_Problem to work on_. Below are records that contain pictures; transcribe the text exactly and omit the pictures.

[Stored data entries]
##############################
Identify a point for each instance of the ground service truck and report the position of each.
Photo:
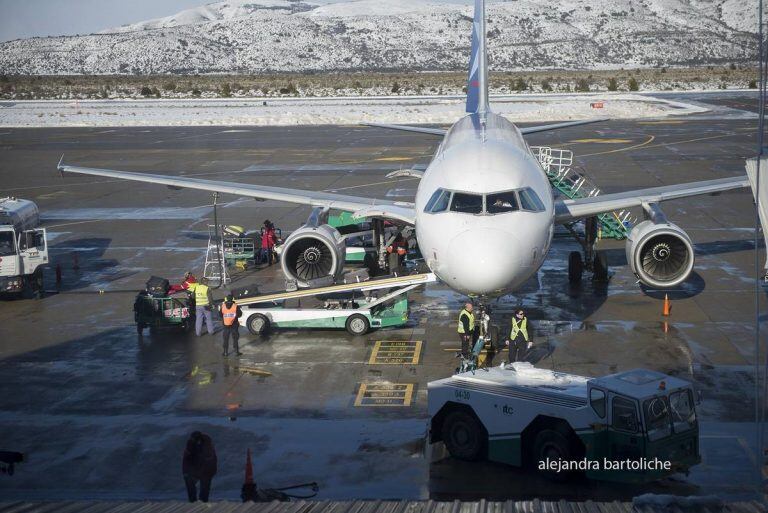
(635, 426)
(23, 247)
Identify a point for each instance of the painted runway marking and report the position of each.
(384, 394)
(396, 352)
(649, 141)
(601, 141)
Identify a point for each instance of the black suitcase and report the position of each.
(158, 287)
(246, 291)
##############################
_Written solution_.
Identify a point for each instance of the ground service truck and report the position of each.
Photo:
(635, 426)
(23, 247)
Identify a point for each instance of the painted runway marking and report the position of each.
(384, 394)
(396, 352)
(649, 141)
(601, 141)
Identify a point for each instance of the black suitcase and report the position of each.
(158, 287)
(246, 291)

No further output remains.